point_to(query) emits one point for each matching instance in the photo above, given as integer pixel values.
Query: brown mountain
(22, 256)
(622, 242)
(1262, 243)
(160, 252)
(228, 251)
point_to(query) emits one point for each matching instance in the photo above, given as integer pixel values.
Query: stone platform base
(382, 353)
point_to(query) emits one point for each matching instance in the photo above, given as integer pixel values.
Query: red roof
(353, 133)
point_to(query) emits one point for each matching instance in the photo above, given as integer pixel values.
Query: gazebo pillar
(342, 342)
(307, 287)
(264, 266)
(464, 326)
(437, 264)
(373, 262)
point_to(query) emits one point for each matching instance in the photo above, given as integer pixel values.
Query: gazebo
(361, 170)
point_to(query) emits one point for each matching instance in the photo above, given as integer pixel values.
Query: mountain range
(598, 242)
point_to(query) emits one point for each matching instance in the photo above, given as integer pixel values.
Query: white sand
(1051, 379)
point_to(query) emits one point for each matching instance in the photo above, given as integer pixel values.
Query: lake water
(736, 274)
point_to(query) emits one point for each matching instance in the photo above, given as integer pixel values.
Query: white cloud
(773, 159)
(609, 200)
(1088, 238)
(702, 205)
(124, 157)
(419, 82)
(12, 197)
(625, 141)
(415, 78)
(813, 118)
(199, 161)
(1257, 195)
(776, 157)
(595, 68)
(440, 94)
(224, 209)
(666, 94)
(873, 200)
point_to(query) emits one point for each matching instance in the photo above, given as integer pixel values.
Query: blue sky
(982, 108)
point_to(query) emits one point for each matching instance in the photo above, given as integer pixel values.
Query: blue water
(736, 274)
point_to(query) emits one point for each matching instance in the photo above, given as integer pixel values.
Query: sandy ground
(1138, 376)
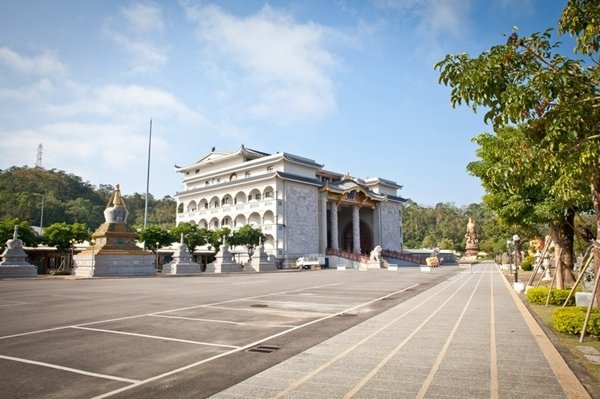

Task to complete: Begin at the line containing "Query: blue sky" and restate exactly every line through the end of the material, skipping the pictures.

Final answer:
Query: blue sky
(982, 108)
point_to(query) emits one point for each matching instance in the photo above, given as integer pixel values.
Query: blue water
(736, 274)
point_to(query) emits one point for each matching instance in the photo above, given as integer pixel values.
Query: sandy ground
(1138, 376)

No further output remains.